>> start RECORD EXTRACTS

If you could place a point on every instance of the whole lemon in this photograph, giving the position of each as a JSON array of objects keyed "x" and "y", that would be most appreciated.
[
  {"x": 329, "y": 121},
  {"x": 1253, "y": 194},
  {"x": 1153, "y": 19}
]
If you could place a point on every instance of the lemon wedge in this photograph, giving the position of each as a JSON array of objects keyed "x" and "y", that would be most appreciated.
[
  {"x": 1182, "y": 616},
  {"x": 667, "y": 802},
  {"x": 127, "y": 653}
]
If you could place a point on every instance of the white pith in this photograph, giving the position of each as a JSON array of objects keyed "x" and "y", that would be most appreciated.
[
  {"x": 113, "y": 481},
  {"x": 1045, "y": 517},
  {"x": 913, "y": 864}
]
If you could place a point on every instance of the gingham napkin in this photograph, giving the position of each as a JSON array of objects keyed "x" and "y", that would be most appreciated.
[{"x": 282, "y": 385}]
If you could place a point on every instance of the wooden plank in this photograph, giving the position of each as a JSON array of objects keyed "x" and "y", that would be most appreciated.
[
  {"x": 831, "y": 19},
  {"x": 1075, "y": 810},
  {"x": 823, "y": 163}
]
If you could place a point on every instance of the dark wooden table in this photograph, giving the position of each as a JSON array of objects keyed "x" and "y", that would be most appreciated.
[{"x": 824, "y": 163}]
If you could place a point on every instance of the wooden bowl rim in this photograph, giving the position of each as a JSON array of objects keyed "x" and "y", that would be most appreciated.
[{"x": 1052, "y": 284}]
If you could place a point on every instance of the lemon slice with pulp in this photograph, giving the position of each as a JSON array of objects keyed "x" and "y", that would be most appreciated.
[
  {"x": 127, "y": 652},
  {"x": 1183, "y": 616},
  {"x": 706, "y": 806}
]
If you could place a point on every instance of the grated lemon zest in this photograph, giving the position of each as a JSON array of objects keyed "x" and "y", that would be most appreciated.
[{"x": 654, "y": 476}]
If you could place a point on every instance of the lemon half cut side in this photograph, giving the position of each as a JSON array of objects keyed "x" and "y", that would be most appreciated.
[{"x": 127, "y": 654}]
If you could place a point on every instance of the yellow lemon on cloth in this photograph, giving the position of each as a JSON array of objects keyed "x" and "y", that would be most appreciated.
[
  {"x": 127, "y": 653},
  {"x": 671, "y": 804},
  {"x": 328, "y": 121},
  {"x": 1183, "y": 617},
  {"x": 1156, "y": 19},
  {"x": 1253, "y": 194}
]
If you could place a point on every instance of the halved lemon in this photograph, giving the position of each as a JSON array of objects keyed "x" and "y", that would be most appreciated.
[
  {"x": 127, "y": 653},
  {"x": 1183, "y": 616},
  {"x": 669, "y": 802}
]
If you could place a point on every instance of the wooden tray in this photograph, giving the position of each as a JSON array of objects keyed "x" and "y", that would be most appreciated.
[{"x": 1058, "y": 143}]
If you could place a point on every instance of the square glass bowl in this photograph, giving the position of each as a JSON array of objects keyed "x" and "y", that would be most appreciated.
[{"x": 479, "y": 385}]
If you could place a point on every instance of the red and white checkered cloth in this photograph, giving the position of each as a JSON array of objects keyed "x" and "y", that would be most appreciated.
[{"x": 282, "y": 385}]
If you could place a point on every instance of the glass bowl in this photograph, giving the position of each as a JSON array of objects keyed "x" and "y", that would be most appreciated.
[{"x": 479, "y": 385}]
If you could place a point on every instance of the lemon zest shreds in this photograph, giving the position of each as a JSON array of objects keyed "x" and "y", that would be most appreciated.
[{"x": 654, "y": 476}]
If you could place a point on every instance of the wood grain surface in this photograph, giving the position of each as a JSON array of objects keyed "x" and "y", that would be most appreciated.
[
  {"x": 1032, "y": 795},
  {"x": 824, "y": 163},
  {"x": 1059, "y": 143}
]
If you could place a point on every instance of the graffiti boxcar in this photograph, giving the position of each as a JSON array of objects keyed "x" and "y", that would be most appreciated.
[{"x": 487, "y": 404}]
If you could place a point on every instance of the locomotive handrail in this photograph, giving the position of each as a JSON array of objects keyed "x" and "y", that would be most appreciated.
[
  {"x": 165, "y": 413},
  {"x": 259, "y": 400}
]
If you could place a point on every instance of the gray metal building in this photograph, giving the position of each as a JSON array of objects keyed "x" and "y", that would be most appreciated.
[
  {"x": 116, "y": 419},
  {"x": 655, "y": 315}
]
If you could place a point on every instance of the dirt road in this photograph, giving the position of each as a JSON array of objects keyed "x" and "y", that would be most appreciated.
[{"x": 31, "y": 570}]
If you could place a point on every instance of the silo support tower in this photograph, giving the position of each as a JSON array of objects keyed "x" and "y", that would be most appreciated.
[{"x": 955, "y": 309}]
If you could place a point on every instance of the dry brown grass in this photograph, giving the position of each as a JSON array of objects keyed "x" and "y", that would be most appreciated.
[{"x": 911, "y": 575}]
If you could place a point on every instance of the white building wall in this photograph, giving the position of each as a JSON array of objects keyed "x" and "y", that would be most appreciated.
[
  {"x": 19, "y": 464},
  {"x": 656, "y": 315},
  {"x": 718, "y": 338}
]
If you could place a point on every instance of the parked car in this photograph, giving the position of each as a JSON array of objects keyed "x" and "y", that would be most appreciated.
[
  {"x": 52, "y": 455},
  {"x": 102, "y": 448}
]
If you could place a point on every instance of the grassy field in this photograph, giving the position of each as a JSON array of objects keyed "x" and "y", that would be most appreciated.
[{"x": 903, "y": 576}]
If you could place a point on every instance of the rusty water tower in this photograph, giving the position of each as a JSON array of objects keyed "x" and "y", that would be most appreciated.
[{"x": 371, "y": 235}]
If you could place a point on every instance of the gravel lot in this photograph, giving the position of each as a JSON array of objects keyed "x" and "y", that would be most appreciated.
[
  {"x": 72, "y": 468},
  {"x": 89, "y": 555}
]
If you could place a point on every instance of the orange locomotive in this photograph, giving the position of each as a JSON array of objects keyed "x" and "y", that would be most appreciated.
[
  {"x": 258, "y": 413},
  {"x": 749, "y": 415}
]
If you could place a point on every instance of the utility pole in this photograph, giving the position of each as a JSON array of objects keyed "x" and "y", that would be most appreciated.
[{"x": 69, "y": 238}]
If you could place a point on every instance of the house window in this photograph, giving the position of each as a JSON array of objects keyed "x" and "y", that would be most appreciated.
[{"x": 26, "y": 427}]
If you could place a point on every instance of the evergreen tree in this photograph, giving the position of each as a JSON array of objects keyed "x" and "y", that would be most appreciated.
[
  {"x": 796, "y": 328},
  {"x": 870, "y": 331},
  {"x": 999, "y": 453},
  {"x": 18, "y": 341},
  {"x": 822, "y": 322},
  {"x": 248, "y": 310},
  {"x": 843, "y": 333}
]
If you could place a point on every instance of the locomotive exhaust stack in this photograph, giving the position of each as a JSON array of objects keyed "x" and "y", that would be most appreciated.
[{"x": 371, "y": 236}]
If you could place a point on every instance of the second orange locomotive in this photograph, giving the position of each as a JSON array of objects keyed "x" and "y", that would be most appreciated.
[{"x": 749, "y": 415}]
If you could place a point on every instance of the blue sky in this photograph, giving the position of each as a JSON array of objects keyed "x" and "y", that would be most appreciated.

>> end RECORD EXTRACTS

EXERCISE OBJECTIVE: Rewrite all of the items above with every "most appreciated" changed to "greatly appreciated", keeping everything else the same.

COMPLETE ANSWER:
If you could place a point on every instance of the whole lemon in this photograph, giving the position of each as a JSON array of objects keyed "x" and "y", that would be greatly appreciated.
[
  {"x": 329, "y": 121},
  {"x": 1253, "y": 194},
  {"x": 1153, "y": 19}
]
If you could place a point on every instance of the lemon wedge in this photograph, giving the position of each as a JSON array of objects keyed "x" and "y", that would be greatly appreciated.
[
  {"x": 1182, "y": 616},
  {"x": 667, "y": 802},
  {"x": 127, "y": 653}
]
If you could place a point on every instance of the white pith in this photograph, giving the position of each as a JSON array of objects keyed "x" and "y", that would be greatly appreciated.
[
  {"x": 113, "y": 481},
  {"x": 1045, "y": 517},
  {"x": 913, "y": 864}
]
If you could place a point on every instance of the gingham napkin in this photograph, giving the position of each as a JSON array of objects keyed "x" and "y", that would be greatly appreciated.
[{"x": 282, "y": 385}]
If you could place a point on every instance of the wooden plank in this photograph, giving the position of each as a JSON array of objects keyed "x" and "y", that would be greatly appreciated.
[
  {"x": 831, "y": 19},
  {"x": 1075, "y": 810},
  {"x": 823, "y": 163}
]
If you could place a point on every instance of the dark wooden table in this photograph, giving the position of each as a JSON array of objects keyed "x" and "y", that would be greatly appreciated.
[{"x": 824, "y": 163}]
If you could place a point on every instance of the wooden bowl rim in this photograph, giving the position of each as a JSON array of objects keyed "x" and "y", that would be greatly appreciated.
[{"x": 1052, "y": 284}]
If you could place a point on every instance of the lemon slice with pulp in this photograph, giving the position of each as a JSON array of objects keyed "x" and "y", that would be greatly appreciated.
[
  {"x": 127, "y": 652},
  {"x": 1183, "y": 616},
  {"x": 706, "y": 806}
]
If you could place a point on every instance of the grated lemon zest in this photograph, giving the position of each as a JSON array of objects keyed "x" and "y", that would be greatly appreciated.
[{"x": 654, "y": 476}]
If you could place a point on every instance of the lemon half cut side in this photograph, giving the position of each as a JSON array of objects keyed "x" and "y", that would be greatly appreciated.
[{"x": 127, "y": 654}]
If you could place a point on every instance of the yellow lemon on cloth in this photograph, giving the position of each as a JSON array of objects keyed "x" and "y", that would be greatly appreciated.
[
  {"x": 127, "y": 653},
  {"x": 671, "y": 804},
  {"x": 328, "y": 121},
  {"x": 1183, "y": 617},
  {"x": 1156, "y": 19},
  {"x": 1253, "y": 194}
]
If you could place a point on every instance of the halved lemon in this photograph, giving the position of each as a JSON array of objects keyed "x" and "y", that would be greatly appreciated.
[
  {"x": 127, "y": 653},
  {"x": 1183, "y": 616},
  {"x": 669, "y": 802}
]
If you could place a point on every instance of the wooden tray in this photograph, giving the position of each as a JSON array of objects keyed "x" and "y", that would be greatly appreciated.
[{"x": 1058, "y": 143}]
If you could place a point on every instance of the square glass bowl in this photograph, giving the position of each as a JSON array of objects keyed "x" and "y", that would be greatly appreciated.
[{"x": 479, "y": 385}]
If you could place a point on every instance of the red and white checkered cloth in this photograph, giving the position of each as a JSON array of objects keyed "x" and "y", that would be greatly appreciated.
[{"x": 282, "y": 385}]
If you could place a point on every instance of the glass bowl in this photograph, giving the position of each as a JSON array of objects keyed "x" and "y", that would be greatly appreciated.
[{"x": 479, "y": 385}]
If you could place a point on every instance of the lemon zest shreds in this photograph, giving the position of each as a JSON array of objects keyed "x" and "y", that would be greatly appreciated.
[{"x": 654, "y": 476}]
If you could place a point on every instance of the wood grain surface in this photograph, giving the position of each as a JSON array of objects keyed "x" and "y", that would be greatly appreciated.
[
  {"x": 1032, "y": 795},
  {"x": 824, "y": 163},
  {"x": 1059, "y": 143}
]
If you could place a point on every instance of the graffiti boxcar in this photograph, giving the position of each as a JSON array of objects keyed "x" and "y", that would be greatly appreciated.
[{"x": 487, "y": 404}]
If you could place a point on every instance of the locomotive handrail in this photograph, giving the position of each as a JSON array of objects keyed "x" and "y", that would be greatly appreciated.
[
  {"x": 165, "y": 413},
  {"x": 259, "y": 400}
]
If you could place a point on every instance of the gray metal building in this photograph, giving the position of each as a JSON array of objects keyed "x" and "y", that would be greatly appreciated.
[
  {"x": 116, "y": 419},
  {"x": 655, "y": 315}
]
If you could place a point on every instance of the dirt road in this photograph, giving the position of each as a JSON array of objects keyed "x" and "y", that would be greatly appreciated.
[{"x": 31, "y": 570}]
If you could place a point on every instance of the silo support tower in this photograph, giving the position of each as a JSON array of objects keyed "x" and "y", that would be greatly appreciated.
[{"x": 955, "y": 309}]
If you could place a point on every instance of the dry brown grass in this photograph, giving the position of each as a JSON array of objects keyed "x" and "y", that would be greatly appreciated.
[{"x": 911, "y": 575}]
If you could place a point on every instance of the white building wall in this photograph, giving the position of each as a JSON array of objects keyed "x" and "y", that would be greatly appreciated.
[
  {"x": 19, "y": 464},
  {"x": 656, "y": 315},
  {"x": 718, "y": 338}
]
If you could place a point on every instance of the parked car in this photograph, giving the position of each as a JSON array of objects keyed "x" and "y", that would be greatly appreciated.
[
  {"x": 52, "y": 455},
  {"x": 102, "y": 448}
]
If you could place a point on every instance of the grassy field in this photograph, giving the position of each as a JSON array of objects keyed "x" and "y", that would be greatly appreciated.
[{"x": 903, "y": 576}]
If you could place a point on every instance of the rusty water tower in this photograph, giving the position of each as a JSON array of objects keyed "x" and "y", that would be greatly appreciated.
[{"x": 371, "y": 235}]
If you could place a point on every instance of the gravel lot in this photograph, giving the position of each as a JSON array of objects keyed "x" and "y", that would be greatly appreciated.
[
  {"x": 72, "y": 468},
  {"x": 89, "y": 555}
]
If you could place a point on every instance of the orange locomotive in this photograph, giving the position of each as a JSON array of objects keyed "x" and "y", that would be greatly appreciated.
[
  {"x": 258, "y": 413},
  {"x": 749, "y": 415}
]
If you could place a point on every instance of the utility pole in this photograph, giving the position of each as a JSON array of objects keyed "x" and "y", that would be greatly appreciated.
[{"x": 69, "y": 238}]
If you could place a point on every instance of the house window in this photograph, giving the position of each as a JSON array of objects keyed "x" and "y", that would be greatly appreciated.
[{"x": 26, "y": 427}]
If you could place a point on every instance of the evergreen tree in this photograph, giving the position of each as a JSON array of objects keyed "x" and "y", that would be greatly appreciated.
[
  {"x": 796, "y": 328},
  {"x": 870, "y": 331},
  {"x": 999, "y": 453},
  {"x": 18, "y": 341},
  {"x": 822, "y": 322},
  {"x": 248, "y": 310},
  {"x": 843, "y": 333}
]
If you could place a point on every instance of the locomotive exhaust stack in this photograph, giving the position of each as a JSON array of objects keyed "x" and "y", that would be greatly appreciated.
[{"x": 371, "y": 236}]
If you could place a point on every instance of the second orange locomotive in this photograph, giving the position of each as a JSON array of objects keyed "x" and "y", that would be greatly appreciated.
[{"x": 749, "y": 415}]
If you could place a point on every instance of the blue sky in this photograph, giving the position of each as a JSON array of objects keyed "x" and "y", that would be greatly appreciated.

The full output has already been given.